Work to complete: All lines from the one that contains "Please point out the microwave control" through the final line of the entries must be repeated exactly. No other lines belong in the output.

Referring expression pointing data:
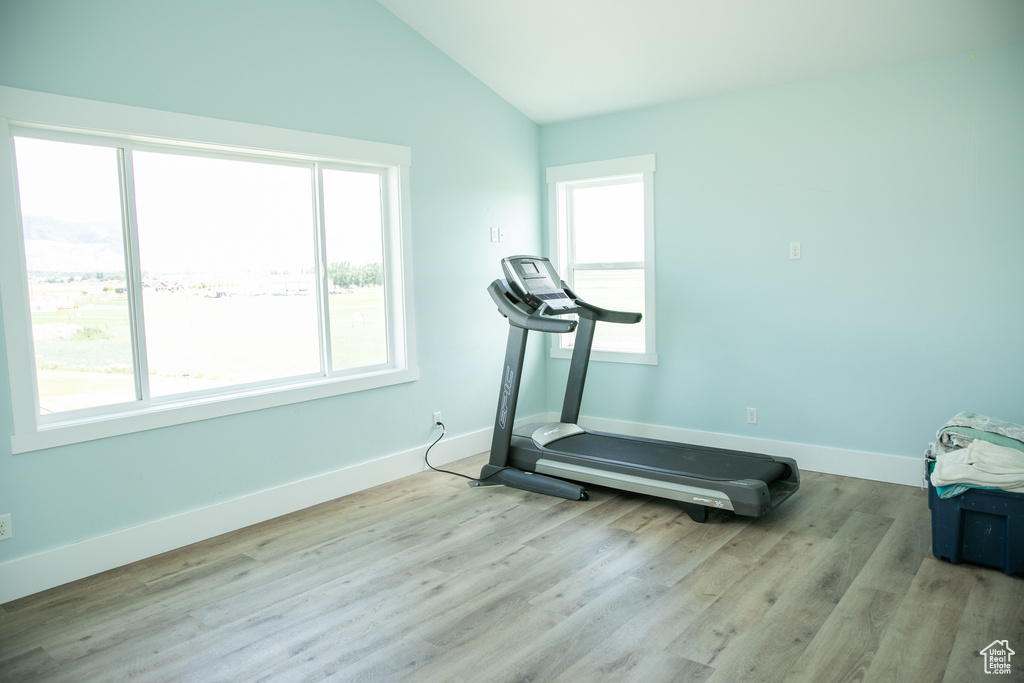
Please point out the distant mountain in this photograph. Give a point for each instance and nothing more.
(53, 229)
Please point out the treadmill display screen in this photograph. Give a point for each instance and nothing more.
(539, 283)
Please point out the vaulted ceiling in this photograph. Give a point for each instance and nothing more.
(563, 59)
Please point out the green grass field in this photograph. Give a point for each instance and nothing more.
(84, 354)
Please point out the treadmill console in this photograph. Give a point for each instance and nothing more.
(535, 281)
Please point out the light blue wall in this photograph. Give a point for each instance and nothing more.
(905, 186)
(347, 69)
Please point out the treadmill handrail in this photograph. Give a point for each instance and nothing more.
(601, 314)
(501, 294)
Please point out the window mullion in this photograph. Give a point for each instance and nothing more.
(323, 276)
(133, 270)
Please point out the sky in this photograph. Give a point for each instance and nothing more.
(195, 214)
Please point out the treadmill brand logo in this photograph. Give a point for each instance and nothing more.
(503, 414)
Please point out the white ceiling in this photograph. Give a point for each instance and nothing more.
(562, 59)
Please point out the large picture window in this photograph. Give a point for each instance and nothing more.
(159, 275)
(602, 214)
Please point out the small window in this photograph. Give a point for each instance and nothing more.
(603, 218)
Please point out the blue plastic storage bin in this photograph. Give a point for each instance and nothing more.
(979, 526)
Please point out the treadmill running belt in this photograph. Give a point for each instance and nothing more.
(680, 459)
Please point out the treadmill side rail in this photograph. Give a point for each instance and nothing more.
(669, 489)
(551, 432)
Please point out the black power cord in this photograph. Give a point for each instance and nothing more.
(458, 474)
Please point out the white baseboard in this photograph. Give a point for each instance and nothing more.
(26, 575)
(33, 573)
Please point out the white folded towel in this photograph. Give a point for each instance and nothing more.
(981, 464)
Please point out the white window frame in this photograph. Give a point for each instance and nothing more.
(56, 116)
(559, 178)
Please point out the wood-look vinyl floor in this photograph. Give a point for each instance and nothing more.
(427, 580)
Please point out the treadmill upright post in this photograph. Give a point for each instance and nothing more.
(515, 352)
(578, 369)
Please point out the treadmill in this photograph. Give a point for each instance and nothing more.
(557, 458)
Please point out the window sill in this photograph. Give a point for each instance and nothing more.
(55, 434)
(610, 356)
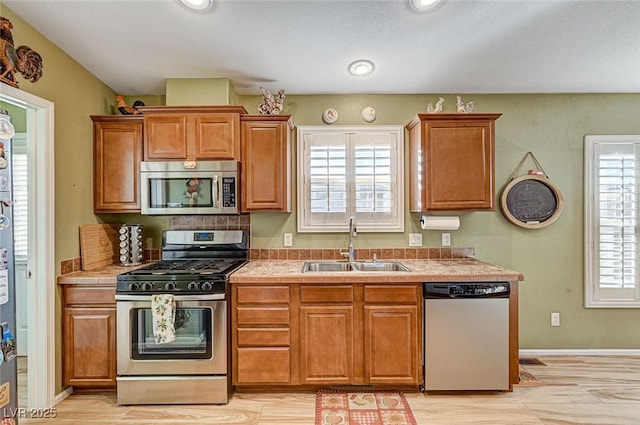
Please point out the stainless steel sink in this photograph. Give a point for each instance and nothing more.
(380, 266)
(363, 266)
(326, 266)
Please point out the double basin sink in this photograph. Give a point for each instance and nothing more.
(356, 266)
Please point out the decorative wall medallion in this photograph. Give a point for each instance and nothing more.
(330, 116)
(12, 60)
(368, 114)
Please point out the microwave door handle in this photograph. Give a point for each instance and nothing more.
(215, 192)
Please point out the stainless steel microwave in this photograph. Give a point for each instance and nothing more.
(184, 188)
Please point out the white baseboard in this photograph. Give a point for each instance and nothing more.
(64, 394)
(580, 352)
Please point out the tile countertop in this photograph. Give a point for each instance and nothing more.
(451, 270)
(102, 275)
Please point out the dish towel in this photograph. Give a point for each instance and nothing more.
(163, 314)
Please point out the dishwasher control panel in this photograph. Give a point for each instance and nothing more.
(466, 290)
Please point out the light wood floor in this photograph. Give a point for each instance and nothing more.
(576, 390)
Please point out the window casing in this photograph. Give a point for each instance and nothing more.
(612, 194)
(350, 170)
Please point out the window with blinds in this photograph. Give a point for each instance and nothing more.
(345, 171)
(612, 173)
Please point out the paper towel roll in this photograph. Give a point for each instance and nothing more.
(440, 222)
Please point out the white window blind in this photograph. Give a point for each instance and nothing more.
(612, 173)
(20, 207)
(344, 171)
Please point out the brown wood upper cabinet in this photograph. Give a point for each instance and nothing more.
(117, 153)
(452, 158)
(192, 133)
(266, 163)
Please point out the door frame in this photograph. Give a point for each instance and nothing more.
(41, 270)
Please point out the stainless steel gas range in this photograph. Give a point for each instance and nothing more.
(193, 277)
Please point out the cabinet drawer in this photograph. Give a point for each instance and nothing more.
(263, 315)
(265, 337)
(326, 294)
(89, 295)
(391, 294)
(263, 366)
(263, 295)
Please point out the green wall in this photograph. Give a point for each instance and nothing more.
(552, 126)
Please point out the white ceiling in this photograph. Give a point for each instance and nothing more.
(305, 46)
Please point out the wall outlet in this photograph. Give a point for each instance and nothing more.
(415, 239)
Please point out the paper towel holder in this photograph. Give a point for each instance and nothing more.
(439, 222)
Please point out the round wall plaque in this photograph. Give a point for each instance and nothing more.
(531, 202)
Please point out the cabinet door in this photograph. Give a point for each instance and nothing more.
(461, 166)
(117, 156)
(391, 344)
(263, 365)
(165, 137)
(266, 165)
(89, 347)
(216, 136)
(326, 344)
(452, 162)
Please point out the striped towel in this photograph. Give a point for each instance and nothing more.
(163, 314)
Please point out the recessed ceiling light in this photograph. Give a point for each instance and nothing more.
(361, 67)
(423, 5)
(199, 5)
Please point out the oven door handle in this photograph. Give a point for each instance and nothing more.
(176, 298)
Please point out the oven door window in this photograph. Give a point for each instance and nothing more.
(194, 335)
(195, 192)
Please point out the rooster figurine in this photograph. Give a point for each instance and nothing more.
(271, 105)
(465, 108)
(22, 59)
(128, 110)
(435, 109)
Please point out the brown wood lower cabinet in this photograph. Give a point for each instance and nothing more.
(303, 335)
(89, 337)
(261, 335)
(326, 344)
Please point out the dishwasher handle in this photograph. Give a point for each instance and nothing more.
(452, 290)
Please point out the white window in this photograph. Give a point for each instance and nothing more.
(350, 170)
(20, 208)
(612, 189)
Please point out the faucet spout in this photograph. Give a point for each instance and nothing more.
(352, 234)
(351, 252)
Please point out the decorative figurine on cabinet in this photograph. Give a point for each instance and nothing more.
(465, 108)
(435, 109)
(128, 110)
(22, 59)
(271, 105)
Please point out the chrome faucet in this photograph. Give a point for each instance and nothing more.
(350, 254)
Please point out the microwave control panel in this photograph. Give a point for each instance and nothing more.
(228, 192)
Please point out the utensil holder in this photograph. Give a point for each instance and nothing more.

Response for this exercise:
Please point out the microwave control panel in this photograph. Give a point for each instance and nothing more.
(228, 192)
Please point out the utensil holder in this photograph. Give a point for each instance and nothing more.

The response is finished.